**GIVEN REQUEST 1**
Pull out every line in the rows below that contains the string "backpack".
=== SOURCE EXTRACT ===
Keywords: writing pedagogy, English as a lingua franca, learner corpora


The educational and linguistic movements of the 1990s were truly momentous in Europe. It was the time, among others, that corpus linguistics experts began turning to learner language studies, building the first English as a foreign language (EFL) corpora as well as other L2 corpora. Today, looking back at those early beginnings, we can witness in those efforts the first winds of another change that would take place later: the emphasis on English as a lingua franca (ELF), a framework that offers equal status to all members of the English speaking community. In this sense, learner corpus (LC) researchers and practitioners can be said to have been the forerunners of an educationally, culturally, and socially significant change.

To probe a dimension of that change, the present article undertakes to demonstrate a unique case study, involving one of the earliest EFL corpora, developed by Horváth (2001).

Literature review

A corpus is a principled collection of written or spoken, or written and spoken texts that serves some descriptive purpose. Following the work of such classic corpus linguistic (CL) studies as Sinclair’s (1991) and Kennedy’s (1998) that identified and assessed the essential conceptual, theoretical, and empirical aspects of CL, the 1990 saw the first attempts to put this theory into practice as a driving force within learner language studies (see, for example, Granger, 1994, 1998). As described by Horváth (2001, p. 2), learner corpora can aid in the development of at least three types of pedagogically and linguistically relevant projects: those concerned directly with language use, those that yield valid research results, and those that may inspire pedagogical applications. It is worth considering how novel and unique the CL approach was at the time, when a large segment of the profession up to that point had been restrained to a prescriptive endeavor in many contexts, especially within the framework of error analysis.
=== PROVIDED RECORDS ===
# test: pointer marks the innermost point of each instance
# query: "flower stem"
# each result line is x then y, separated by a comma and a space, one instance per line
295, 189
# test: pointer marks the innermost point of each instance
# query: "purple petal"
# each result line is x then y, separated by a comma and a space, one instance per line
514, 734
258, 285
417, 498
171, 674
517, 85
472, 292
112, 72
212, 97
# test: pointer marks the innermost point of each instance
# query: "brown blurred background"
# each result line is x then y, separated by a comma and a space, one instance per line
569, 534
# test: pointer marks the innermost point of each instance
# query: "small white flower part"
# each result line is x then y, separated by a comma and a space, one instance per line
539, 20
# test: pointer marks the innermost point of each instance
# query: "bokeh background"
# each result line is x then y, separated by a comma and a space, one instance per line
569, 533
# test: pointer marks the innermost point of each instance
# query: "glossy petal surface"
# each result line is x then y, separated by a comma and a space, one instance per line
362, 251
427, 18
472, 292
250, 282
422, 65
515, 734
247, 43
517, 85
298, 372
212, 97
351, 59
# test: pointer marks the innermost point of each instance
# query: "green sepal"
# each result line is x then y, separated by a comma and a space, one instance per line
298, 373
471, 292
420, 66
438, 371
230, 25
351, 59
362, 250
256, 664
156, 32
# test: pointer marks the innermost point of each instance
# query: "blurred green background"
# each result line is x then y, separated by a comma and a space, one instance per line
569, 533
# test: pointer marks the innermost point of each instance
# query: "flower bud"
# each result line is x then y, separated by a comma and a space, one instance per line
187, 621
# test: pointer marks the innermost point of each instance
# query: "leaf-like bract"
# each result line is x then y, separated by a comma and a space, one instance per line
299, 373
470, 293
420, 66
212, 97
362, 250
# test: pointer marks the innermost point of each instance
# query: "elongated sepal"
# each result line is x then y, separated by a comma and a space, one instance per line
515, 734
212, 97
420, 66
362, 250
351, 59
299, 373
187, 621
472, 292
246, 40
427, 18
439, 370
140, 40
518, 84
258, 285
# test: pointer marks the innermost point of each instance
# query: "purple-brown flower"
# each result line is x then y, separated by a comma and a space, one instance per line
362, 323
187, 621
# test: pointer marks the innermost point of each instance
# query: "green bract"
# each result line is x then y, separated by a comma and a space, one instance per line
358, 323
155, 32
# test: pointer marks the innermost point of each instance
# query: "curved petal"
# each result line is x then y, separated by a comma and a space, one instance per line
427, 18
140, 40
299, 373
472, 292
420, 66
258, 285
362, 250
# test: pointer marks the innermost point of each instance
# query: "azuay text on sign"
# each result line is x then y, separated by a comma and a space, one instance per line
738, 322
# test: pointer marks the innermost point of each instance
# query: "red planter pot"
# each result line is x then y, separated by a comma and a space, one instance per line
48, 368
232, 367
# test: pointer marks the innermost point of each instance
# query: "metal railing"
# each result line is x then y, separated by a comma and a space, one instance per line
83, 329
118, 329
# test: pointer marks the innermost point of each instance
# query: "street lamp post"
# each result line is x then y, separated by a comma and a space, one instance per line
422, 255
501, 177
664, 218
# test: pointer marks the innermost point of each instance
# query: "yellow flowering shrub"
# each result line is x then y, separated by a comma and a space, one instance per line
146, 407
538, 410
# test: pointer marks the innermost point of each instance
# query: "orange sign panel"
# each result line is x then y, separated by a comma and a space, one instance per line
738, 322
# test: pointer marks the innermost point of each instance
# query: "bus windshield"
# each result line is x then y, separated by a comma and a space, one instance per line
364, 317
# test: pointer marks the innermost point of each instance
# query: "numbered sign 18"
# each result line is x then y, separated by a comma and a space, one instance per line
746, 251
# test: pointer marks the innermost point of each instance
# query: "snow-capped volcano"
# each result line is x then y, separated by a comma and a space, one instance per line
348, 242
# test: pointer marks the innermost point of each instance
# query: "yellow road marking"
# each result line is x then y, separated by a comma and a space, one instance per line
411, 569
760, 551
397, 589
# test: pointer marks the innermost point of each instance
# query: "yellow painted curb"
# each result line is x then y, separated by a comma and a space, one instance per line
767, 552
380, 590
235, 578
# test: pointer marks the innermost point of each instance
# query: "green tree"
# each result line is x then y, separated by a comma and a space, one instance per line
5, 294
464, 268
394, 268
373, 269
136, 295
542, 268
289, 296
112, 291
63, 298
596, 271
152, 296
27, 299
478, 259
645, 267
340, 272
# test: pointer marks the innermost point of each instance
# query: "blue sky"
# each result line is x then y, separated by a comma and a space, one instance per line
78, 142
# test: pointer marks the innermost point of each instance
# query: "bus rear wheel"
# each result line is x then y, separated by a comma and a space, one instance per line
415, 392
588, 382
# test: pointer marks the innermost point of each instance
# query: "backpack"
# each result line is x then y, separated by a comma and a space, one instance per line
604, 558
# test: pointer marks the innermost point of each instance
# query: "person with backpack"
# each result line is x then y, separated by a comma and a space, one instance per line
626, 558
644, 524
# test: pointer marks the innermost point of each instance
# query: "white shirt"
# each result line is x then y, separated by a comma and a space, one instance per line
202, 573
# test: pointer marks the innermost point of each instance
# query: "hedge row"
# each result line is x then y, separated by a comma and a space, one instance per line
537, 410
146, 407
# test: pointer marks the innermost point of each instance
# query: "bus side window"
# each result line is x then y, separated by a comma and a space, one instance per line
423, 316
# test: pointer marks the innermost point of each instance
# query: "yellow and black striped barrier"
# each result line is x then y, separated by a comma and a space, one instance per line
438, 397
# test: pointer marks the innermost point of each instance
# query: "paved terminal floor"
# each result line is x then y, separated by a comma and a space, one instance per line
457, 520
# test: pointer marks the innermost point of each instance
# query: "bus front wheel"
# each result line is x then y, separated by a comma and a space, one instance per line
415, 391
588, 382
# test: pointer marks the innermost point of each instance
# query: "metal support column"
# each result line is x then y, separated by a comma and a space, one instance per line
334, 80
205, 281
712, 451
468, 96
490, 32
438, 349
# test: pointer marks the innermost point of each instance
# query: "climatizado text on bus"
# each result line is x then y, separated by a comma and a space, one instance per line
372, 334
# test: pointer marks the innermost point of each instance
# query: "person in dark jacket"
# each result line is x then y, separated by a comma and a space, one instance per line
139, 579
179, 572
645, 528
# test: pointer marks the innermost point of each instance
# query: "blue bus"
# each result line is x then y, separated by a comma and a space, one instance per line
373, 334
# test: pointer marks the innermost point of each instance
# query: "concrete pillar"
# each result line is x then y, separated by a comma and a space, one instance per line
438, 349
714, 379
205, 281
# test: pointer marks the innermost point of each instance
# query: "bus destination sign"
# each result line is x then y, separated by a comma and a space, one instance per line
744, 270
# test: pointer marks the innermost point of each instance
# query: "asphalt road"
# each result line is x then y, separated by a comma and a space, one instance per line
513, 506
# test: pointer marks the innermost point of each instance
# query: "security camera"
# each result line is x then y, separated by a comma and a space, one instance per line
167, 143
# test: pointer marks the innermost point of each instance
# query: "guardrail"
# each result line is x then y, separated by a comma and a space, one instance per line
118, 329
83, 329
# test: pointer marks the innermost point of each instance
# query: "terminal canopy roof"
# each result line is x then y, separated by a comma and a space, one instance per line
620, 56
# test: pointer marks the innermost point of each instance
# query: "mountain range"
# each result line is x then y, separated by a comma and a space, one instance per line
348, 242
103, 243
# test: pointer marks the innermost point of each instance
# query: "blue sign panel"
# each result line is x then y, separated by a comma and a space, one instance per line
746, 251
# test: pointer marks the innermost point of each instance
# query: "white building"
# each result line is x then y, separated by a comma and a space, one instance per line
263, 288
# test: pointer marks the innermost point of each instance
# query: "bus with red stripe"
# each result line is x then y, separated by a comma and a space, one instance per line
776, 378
===
**GIVEN REQUEST 2**
Rewrite part of the passage on learner corpora above, starting at the words "Keywords: writing pedagogy, English" and stopping after "socially significant change.", with "forerunners" replaced by "pioneers".

**TASK ANSWER 1**
# query: "backpack"
# query: "person with backpack"

**TASK ANSWER 2**
Keywords: writing pedagogy, English as a lingua franca, learner corpora


The educational and linguistic movements of the 1990s were truly momentous in Europe. It was the time, among others, that corpus linguistics experts began turning to learner language studies, building the first English as a foreign language (EFL) corpora as well as other L2 corpora. Today, looking back at those early beginnings, we can witness in those efforts the first winds of another change that would take place later: the emphasis on English as a lingua franca (ELF), a framework that offers equal status to all members of the English speaking community. In this sense, learner corpus (LC) researchers and practitioners can be said to have been the pioneers of an educationally, culturally, and socially significant change.